Items from a dataset

= Beginning of Section =

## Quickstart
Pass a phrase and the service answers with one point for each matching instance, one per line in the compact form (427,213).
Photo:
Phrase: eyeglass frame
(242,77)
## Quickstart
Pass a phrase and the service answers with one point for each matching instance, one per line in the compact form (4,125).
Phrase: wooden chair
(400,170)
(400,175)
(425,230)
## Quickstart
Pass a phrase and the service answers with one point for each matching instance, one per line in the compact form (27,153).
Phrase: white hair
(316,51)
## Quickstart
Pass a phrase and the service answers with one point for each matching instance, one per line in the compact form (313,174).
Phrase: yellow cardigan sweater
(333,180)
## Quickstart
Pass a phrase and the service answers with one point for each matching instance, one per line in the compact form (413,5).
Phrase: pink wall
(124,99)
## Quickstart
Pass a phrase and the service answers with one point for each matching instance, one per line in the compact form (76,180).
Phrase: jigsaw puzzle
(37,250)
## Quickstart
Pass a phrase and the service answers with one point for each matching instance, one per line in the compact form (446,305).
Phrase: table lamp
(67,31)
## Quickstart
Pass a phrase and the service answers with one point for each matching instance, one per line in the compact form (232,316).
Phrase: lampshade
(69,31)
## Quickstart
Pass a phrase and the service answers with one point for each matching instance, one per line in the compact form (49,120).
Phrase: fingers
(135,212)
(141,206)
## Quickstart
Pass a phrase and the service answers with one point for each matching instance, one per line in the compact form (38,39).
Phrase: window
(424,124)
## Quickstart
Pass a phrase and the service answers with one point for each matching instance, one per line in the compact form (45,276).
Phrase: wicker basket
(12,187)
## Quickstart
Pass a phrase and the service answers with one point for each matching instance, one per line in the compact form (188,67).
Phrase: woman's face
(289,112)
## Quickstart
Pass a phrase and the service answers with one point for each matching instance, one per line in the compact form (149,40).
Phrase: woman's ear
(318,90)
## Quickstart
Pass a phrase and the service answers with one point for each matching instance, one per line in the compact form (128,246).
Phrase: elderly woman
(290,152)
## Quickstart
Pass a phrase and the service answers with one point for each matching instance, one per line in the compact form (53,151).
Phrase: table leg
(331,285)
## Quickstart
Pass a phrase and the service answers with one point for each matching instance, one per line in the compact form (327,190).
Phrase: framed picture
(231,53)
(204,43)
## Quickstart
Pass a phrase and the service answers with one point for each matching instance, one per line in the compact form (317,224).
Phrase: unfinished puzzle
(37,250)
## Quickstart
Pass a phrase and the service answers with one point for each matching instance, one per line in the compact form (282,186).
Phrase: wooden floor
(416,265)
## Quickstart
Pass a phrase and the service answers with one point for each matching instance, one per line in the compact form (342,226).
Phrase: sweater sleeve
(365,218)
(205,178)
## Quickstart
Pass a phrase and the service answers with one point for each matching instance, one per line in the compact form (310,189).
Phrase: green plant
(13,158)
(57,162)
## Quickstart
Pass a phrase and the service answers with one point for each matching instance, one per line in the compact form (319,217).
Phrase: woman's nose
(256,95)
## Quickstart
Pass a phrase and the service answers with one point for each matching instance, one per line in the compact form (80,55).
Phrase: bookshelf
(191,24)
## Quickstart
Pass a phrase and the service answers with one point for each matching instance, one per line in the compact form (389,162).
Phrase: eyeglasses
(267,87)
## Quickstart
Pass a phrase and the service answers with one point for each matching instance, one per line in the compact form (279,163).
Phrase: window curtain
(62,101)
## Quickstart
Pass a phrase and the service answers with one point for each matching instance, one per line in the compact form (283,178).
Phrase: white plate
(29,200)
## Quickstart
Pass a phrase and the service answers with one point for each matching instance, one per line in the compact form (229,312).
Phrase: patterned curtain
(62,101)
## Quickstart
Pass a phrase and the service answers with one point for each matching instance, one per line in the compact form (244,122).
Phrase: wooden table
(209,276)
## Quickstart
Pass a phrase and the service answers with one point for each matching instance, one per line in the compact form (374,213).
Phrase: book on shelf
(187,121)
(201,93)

= End of Section =
= Beginning of Section =

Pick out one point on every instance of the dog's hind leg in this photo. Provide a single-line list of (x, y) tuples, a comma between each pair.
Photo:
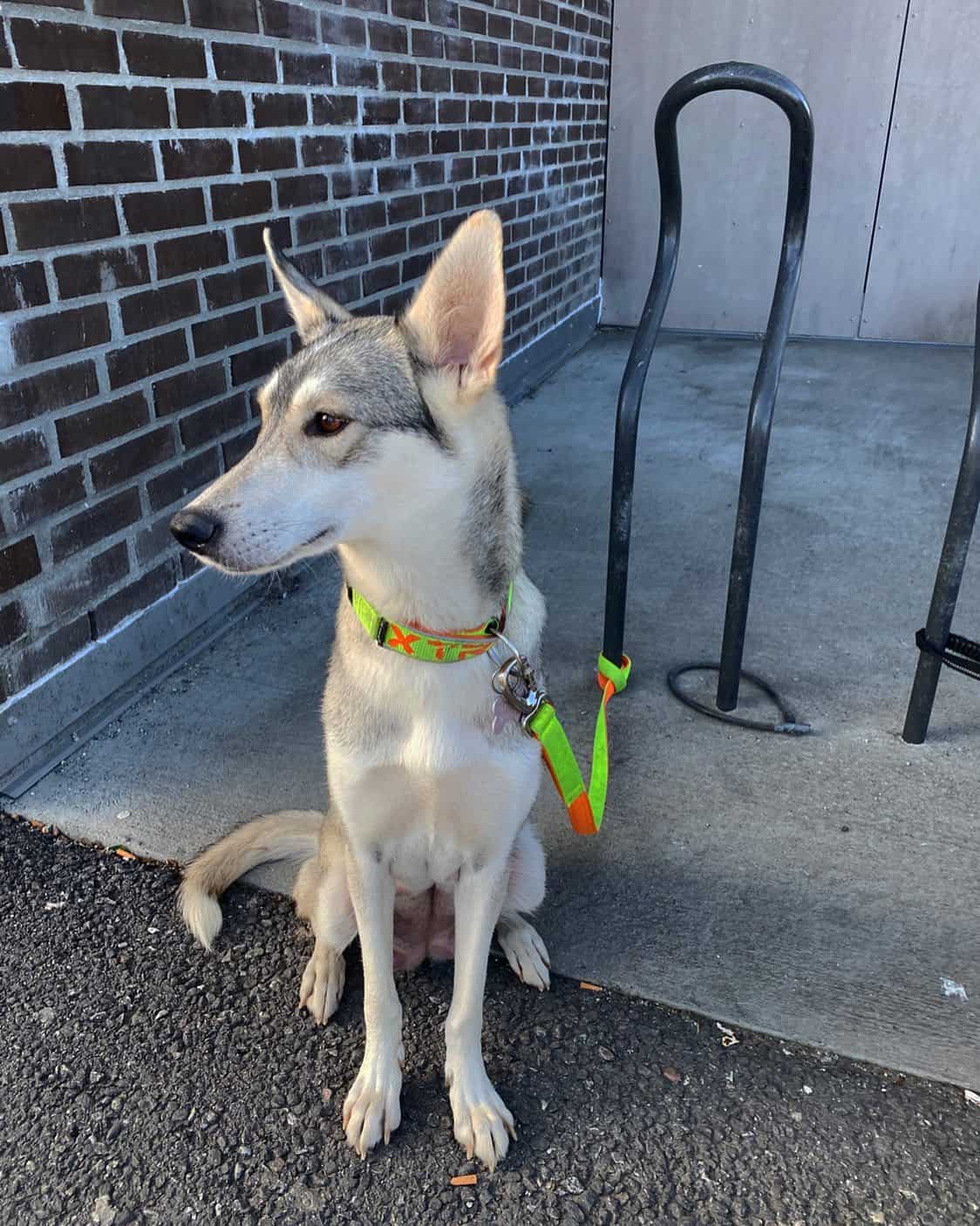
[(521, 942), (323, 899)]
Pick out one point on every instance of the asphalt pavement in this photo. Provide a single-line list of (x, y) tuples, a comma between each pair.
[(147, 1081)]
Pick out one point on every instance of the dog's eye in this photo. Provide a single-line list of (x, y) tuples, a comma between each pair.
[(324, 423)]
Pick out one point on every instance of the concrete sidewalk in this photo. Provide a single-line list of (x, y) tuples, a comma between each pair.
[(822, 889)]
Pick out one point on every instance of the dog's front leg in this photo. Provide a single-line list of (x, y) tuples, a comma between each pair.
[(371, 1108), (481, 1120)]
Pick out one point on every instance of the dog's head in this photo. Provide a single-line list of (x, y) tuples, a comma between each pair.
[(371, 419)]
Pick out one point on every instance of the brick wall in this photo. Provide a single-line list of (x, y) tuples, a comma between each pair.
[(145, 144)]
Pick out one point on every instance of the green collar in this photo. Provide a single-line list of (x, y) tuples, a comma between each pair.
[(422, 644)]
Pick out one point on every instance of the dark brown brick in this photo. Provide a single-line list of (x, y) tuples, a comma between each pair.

= End of Section =
= Beginning of Section =

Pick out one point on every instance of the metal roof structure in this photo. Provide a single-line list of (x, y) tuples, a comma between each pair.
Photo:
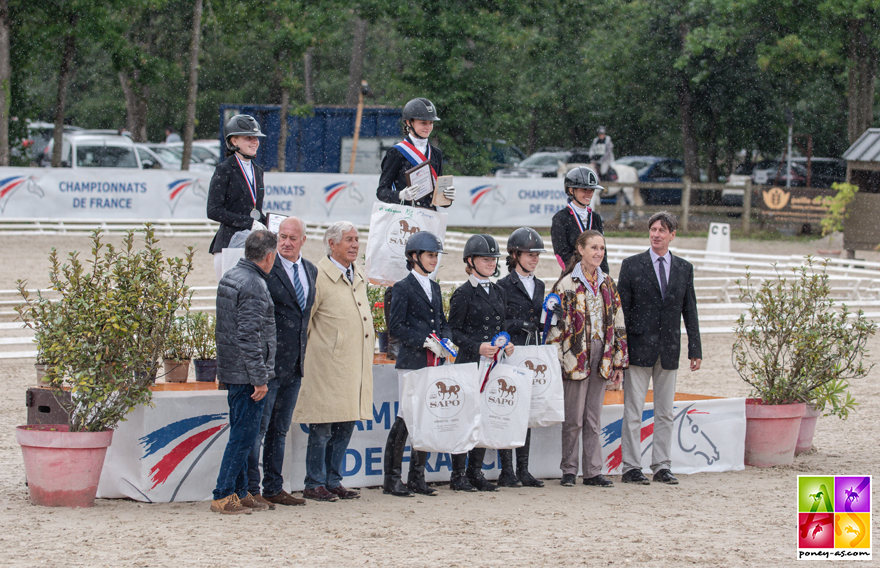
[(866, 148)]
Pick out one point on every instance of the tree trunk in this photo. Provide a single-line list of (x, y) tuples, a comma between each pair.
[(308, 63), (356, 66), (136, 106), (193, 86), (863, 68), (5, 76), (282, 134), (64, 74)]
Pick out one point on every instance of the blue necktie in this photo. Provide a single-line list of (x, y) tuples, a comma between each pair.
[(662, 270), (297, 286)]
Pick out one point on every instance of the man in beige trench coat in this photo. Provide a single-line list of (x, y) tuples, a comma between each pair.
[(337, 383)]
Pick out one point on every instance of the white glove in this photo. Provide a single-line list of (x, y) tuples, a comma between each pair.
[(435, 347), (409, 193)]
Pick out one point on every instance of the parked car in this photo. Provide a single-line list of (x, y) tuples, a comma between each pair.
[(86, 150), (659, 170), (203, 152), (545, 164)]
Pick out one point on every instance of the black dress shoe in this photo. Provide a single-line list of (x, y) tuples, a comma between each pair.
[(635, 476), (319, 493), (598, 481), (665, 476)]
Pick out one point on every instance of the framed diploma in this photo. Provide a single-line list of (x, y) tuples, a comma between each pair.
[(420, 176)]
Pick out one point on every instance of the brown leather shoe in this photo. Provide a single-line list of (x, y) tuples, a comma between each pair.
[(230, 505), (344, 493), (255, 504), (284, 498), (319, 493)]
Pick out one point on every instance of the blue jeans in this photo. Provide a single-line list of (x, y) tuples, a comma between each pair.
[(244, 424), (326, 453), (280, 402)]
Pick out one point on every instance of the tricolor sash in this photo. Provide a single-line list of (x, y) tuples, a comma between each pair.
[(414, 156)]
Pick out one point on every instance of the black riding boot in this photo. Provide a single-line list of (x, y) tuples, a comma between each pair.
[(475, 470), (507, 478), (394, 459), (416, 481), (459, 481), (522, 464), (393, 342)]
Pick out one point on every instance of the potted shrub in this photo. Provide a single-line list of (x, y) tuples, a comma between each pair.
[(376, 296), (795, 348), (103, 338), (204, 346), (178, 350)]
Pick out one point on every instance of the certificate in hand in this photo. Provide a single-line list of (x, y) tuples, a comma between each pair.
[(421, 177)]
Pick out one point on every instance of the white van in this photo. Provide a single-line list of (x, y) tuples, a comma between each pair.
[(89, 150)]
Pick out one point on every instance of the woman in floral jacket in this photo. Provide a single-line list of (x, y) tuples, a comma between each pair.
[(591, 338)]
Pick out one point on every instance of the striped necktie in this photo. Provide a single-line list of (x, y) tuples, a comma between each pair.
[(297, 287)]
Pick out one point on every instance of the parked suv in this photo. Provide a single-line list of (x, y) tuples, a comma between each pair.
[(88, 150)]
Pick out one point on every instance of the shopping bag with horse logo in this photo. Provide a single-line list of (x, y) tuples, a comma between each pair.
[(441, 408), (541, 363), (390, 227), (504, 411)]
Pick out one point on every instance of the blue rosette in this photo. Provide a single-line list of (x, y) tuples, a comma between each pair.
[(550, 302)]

= End of Section =

* **WHAT YOU HAVE TO DO**:
Look through the entries above and quote exactly the lines from the line with "compact form (413,5)." to the line with "compact form (38,39).", counting both of those lines.

* **EXERCISE RESPONSE**:
Pass a phrase and the service answers with one point for each matching instance, one per line in the compact form (413,5).
Phrase: pink wall
(124,99)
## Quickstart
Pass a phrase and the service answers with one point for each matching instance, one per line in the compact form (76,180).
Phrase: jigsaw puzzle
(37,250)
## Quickstart
Pass a phrase and the service answers with one point for each matching instance, one per line in the compact form (446,305).
Phrase: table lamp
(67,31)
## Quickstart
Pass a phrase and the service answers with one point for each matching instance, one per line in the compact form (232,316).
Phrase: lampshade
(69,31)
## Quickstart
Pass a phrase and the service answers with one point for each matching instance, one per line in the compact form (49,120).
Phrase: fingers
(135,212)
(141,206)
## Quickstart
Pass a phrase and the service answers with one point for each matching instance, one per line in the compact form (38,39).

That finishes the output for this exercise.